• _Stated exercise_: Please update the part of the records that opens with the line containing "arm** -> outline each instance" and runs through their end, replacing "self-closing" with "self-terminating" and changing nothing else. Return only those lines.

• _Data provided_:

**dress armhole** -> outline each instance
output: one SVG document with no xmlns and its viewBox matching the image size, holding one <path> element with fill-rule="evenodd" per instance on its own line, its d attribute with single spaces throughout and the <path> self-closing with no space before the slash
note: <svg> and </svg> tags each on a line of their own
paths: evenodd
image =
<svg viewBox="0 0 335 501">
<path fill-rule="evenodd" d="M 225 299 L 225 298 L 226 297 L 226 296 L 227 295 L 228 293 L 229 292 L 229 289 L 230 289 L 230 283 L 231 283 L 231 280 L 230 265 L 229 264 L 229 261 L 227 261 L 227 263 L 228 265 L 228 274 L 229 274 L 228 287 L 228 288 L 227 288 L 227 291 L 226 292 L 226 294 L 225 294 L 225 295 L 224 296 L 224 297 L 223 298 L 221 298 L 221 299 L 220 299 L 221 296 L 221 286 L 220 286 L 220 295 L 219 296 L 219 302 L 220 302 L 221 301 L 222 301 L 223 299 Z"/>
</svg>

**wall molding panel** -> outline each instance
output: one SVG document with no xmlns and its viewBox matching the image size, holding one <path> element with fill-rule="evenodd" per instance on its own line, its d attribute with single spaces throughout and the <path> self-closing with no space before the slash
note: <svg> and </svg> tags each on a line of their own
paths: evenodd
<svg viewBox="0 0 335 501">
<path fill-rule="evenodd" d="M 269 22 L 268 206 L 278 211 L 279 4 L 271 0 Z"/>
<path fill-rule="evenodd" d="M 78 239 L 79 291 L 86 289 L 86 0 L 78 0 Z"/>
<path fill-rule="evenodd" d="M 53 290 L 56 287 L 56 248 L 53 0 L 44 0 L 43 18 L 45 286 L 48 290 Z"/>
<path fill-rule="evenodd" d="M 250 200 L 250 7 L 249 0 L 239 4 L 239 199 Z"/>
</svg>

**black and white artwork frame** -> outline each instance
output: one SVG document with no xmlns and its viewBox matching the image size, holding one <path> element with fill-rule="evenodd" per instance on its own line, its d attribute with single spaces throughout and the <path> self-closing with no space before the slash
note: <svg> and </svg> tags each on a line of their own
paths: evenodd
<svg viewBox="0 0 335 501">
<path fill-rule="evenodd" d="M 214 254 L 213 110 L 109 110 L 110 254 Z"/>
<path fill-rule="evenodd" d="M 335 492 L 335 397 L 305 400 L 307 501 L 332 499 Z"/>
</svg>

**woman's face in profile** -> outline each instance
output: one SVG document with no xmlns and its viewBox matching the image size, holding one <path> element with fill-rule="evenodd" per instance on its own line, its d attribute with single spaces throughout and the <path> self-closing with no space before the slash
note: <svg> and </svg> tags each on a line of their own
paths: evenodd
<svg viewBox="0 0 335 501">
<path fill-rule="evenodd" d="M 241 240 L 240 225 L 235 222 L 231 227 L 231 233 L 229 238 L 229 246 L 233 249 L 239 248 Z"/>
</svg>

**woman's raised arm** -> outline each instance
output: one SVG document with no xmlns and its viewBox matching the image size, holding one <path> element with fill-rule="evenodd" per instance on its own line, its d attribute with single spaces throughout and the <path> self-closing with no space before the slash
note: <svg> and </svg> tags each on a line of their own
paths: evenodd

• _Complete response_:
**woman's raised arm** -> outline each instance
output: one SVG document with no xmlns and its viewBox matching the image size, holding one <path> element with fill-rule="evenodd" per instance on its own line, its d attribute with single spaces throughout and the <path> self-terminating with no space before the slash
note: <svg> and </svg> tags each on a line of their own
paths: evenodd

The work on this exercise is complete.